Jamaican High Commissioner to the United Kingdom
- In office May 2010 – May 2012
- Preceded by: Burchell Whiteman
- Succeeded by: Aloun Ndombet-Assamba

Jamaican Ambassador to the United States
- In office February 2008 – May 2010
- Succeeded by: Audrey Marks

Personal details
- Born: June 14, 1938
- Died: April 28, 2021 (aged 82)
- Children: 4, including Kamina Johnson Smith
- Alma mater: University of the West Indies University of California Kingston College

= Anthony Johnson (diplomat) =

Jamaican diplomat (1938–2021)

Anthony Johnson (14 June 1938 – 28 April 2021) was a Jamaican politician, diplomat, economist and university lecturer. He was a Jamaica Labour Party (JLP) senator and JLP Member of Parliament, ambassador to the United States, and High Commissioner to the United Kingdom.

==Biography==
Johnson graduated from Kingston College, and went on to earn a BA in Economics and an MA in International Trade and Finance from the University of California at Los Angeles. He was an Inter-American Press Association Scholarship winner in 1960 (due to his work with the Gleaner Company and the Jamaica Broadcasting Corporation), was honoured three times for academic excellence at UCLA, and was a Senior Fulbright Scholar in 1980.

Johnson began his career in the public sector. He worked as an economist for the Ministry of Finance and as a planner for the Central Planning Unit of Jamaica. From 1970 to 1980, Johnson dabbled in the private sector, running the operations of Jamaica Frozen Foods, Jamgro Ltd. and the Private Sector Organisation of Jamaica. In 1980, Johnson joined the Jamaica Labour Party and was appointed to the Senate. He left the Senate in 1983 to become a Member of Parliament representing Northeast St. Catherine Parish, a post that he held for ten years. During his time in parliament, Johnson's portfolio included—though not all at once—industry, commerce, mining, energy, technology, education, and agriculture. He joined the Senate once again in 1993, this time for a period of fourteen years. From 1992 to 2008, throughout his time as Senator and MP, Johnson lectured at the University of the West Indies with the Department of Management Studies. Johnson is also noted for being the first Jamaican council member of Parliamentarians for Global Action, a post that he held from 2001 to 2003.

※ ※ ※

Work to complete:
From the Anthony Johnson biography, write out the text between "Anthony Johnson (14" and "the United Kingdom.", inclusive, without changing a word.

Data section:
※ ※ ※

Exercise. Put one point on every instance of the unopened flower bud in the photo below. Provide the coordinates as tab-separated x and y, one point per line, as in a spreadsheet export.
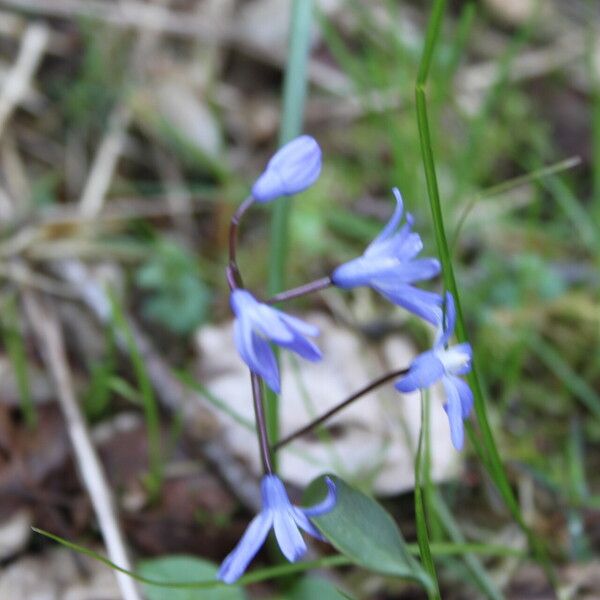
293	168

※ ※ ※

Answer for this exercise:
Anthony Johnson (14 June 1938 – 28 April 2021) was a Jamaican politician, diplomat, economist and university lecturer. He was a Jamaica Labour Party (JLP) senator and JLP Member of Parliament, ambassador to the United States, and High Commissioner to the United Kingdom.